Task inputs.
• • • • •
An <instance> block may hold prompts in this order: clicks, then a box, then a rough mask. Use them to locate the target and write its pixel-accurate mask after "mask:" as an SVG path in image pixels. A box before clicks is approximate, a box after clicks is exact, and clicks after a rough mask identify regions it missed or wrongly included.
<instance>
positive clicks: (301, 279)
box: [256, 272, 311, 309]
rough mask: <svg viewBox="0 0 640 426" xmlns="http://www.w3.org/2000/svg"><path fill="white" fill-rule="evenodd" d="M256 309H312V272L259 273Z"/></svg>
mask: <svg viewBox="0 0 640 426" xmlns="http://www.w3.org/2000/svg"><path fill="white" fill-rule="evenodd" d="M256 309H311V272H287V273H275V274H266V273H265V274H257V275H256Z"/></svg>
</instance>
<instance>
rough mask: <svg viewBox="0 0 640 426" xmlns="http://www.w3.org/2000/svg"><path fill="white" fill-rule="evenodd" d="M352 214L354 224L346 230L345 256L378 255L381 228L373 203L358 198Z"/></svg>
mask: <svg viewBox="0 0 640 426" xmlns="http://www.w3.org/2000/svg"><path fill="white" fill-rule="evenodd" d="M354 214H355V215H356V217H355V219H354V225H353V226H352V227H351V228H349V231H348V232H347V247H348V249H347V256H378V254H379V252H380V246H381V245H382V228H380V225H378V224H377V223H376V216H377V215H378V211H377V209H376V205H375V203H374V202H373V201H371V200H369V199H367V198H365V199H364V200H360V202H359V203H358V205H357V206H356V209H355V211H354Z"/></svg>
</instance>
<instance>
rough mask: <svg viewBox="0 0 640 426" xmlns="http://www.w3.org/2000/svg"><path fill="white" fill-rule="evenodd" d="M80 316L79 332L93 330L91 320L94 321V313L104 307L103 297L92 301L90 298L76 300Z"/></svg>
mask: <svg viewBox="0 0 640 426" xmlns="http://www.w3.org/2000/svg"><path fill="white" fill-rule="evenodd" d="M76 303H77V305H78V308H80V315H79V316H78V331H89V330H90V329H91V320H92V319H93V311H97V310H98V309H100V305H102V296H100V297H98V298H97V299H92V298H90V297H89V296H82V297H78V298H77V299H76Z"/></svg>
• • • • •
What is required. Recreate the listing word for word, omitting nothing.

Task answer.
An <instance> block may hold prompts in this order: clicks, then a box, then a rough mask. Use them to locate the target and write its pixel-accurate mask after "mask:" as an SVG path in image pixels. A box before clicks is approximate, a box after clicks is exact, and clicks after a rough mask identify regions it missed or wrongly included.
<instance>
positive clicks: (301, 279)
box: [256, 272, 311, 309]
rough mask: <svg viewBox="0 0 640 426" xmlns="http://www.w3.org/2000/svg"><path fill="white" fill-rule="evenodd" d="M256 309H312V272L259 273Z"/></svg>
mask: <svg viewBox="0 0 640 426" xmlns="http://www.w3.org/2000/svg"><path fill="white" fill-rule="evenodd" d="M256 309H311V272H287V273H275V274H266V273H265V274H257V275H256Z"/></svg>
</instance>
<instance>
rough mask: <svg viewBox="0 0 640 426" xmlns="http://www.w3.org/2000/svg"><path fill="white" fill-rule="evenodd" d="M352 214L354 224L346 230L345 256L378 255L381 228L373 203L358 198Z"/></svg>
mask: <svg viewBox="0 0 640 426" xmlns="http://www.w3.org/2000/svg"><path fill="white" fill-rule="evenodd" d="M354 214H355V215H356V217H355V219H354V225H353V226H352V227H351V228H349V231H348V232H347V247H348V249H347V256H378V254H379V252H380V246H381V245H382V228H380V225H378V224H377V223H376V216H377V215H378V211H377V209H376V205H375V203H374V202H373V201H371V200H369V199H367V198H365V199H364V200H360V202H359V203H358V205H357V206H356V209H355V211H354Z"/></svg>
</instance>
<instance>
rough mask: <svg viewBox="0 0 640 426" xmlns="http://www.w3.org/2000/svg"><path fill="white" fill-rule="evenodd" d="M80 316L79 332L93 330L91 320L94 321V313L104 307L103 297L92 301L90 298L76 300Z"/></svg>
mask: <svg viewBox="0 0 640 426" xmlns="http://www.w3.org/2000/svg"><path fill="white" fill-rule="evenodd" d="M76 303H77V305H78V308H80V315H79V316H78V331H89V330H90V329H91V320H92V319H93V311H97V310H98V309H100V305H102V296H100V297H98V298H97V299H92V298H90V297H89V296H82V297H78V298H77V299H76Z"/></svg>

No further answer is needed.